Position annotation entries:
-- BEGIN --

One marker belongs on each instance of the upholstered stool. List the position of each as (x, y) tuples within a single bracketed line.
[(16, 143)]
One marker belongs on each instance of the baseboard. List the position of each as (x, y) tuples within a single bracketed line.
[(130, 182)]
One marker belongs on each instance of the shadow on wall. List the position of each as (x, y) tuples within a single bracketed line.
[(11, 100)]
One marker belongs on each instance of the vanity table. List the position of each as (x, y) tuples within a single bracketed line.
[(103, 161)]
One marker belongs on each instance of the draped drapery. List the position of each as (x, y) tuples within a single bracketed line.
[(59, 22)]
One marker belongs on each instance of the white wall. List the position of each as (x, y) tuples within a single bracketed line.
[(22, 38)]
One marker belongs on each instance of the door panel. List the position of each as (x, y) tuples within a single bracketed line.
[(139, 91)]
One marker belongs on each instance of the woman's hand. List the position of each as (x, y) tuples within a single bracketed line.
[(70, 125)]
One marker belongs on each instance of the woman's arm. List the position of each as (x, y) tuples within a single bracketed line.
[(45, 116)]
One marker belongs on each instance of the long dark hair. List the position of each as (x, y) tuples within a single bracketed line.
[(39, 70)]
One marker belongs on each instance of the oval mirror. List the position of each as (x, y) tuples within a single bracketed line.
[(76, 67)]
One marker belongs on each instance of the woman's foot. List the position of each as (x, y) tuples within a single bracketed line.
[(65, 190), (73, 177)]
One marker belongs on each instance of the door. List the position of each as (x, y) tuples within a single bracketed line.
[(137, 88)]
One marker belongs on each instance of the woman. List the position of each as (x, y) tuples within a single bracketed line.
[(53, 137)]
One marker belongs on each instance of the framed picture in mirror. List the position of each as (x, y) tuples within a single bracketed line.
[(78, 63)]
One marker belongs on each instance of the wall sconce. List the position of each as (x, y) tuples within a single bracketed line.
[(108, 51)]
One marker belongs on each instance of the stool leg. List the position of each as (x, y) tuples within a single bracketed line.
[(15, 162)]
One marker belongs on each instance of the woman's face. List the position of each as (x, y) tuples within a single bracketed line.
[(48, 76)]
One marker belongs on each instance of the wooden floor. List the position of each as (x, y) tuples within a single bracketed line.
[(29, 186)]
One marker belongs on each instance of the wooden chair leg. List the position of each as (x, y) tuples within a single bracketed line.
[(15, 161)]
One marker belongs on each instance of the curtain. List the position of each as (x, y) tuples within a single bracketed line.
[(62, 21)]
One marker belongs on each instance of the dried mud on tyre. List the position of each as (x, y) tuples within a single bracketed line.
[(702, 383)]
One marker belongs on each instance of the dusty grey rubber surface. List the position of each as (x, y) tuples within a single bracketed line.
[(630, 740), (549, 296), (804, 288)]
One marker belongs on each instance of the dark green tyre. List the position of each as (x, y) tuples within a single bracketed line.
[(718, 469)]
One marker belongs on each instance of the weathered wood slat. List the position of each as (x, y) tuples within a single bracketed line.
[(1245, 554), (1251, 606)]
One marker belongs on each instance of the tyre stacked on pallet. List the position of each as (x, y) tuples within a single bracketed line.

-- END --

Copy every entry above, substituting "dot" for each "marker" and leaving everything else unchanged.

Exercise solution:
One dot belongs on each instance of the upholstered stool. List the position of each as (x, y) tuples within a single bracketed line.
[(16, 143)]
One dot belongs on each instance of the baseboard. List the position of each as (x, y) tuples within a single bracketed line.
[(130, 182)]
One dot belongs on each instance of the shadow on wall. List the position of each as (x, y) tuples within a single bracketed line.
[(11, 100)]
One dot belongs on each instance of the vanity table. List the position of each as (x, y) tuples within a single bracketed line.
[(103, 161)]
One dot belongs on each instance of the draped drapery. List the position of each as (x, y) tuples within a single bracketed line.
[(59, 22)]
One dot belongs on each instance of the white wall. List the position of each as (x, y) tuples within a single bracketed line.
[(22, 38)]
One dot belongs on each instance of the door panel. List the position of each as (x, y) tuples within a single bracketed line.
[(139, 91)]
One dot belongs on each instance of the woman's hand. List the position of each as (x, y) tuples within a single bracketed line.
[(70, 125)]
One dot belongs on each instance of the woman's arm. List the position of each as (x, y) tuples within a single bracketed line.
[(45, 116)]
One dot belongs on each instance of the long dark hair. List the position of each as (x, y) tuples within a single bracketed line.
[(39, 70)]
One dot belongs on each instance of the oval mirror. List the position of each as (x, y) tuples within a single bracketed line.
[(76, 67)]
One dot belongs on each instance of the woman's foot. List the position of each as (x, y) tuples within a single bracketed line.
[(65, 190), (73, 177)]
One dot belongs on each instance of the door. List the position of each as (x, y) tuples within a single bracketed line.
[(137, 88)]
One dot belongs on each instance of the woman. List the position of each as (x, y) tuples within a single bracketed line.
[(53, 137)]
One dot belongs on each instance of the framed picture in mirror. List the position of each as (x, y) tuples within a single bracketed line.
[(78, 63)]
One dot belongs on each instance of the wall sconce. List the position of each as (x, y) tuples within a single bracketed line.
[(108, 51)]
One dot belongs on each instance of the stool leg. List the position of each as (x, y) tuples within a single bracketed line.
[(15, 162)]
One dot belongs on each instance of the woman's face. List the position of each as (x, y) tuples within a single bracketed line.
[(48, 76)]
One dot belongs on each instance of the wooden floor. List the position of each as (x, y) tuples within a single bracketed line.
[(29, 186)]
One dot belongs on each instance of the wooden chair leg. List the position of each as (x, y) tuples within a single bracketed line.
[(15, 161)]
One dot belongs on each instance of the curtain. List the position of each as (x, y) tuples within a single bracketed line.
[(62, 21)]
One dot belongs on each instance of the dried mud on tyre. List the position of each as (x, y) tuples within a single bracketed line.
[(702, 383)]
One dot belongs on each instance of the dusty grey rubber surface. List the position of each as (x, y) tuples within a single bracketed line.
[(630, 740), (549, 296), (804, 288)]
One dot belongs on each instance of the dark green tyre. List the position of each as (x, y) tuples within a single bracketed line.
[(718, 469)]
One dot belongs on each instance of the weathered wood slat. List the position of each as (x, y) tuples within a single bracketed line.
[(1245, 554), (1251, 606)]
One dot belongs on each instance of the tyre stacked on pallet. List the position of each as (x, y) tuples within a single bracketed line.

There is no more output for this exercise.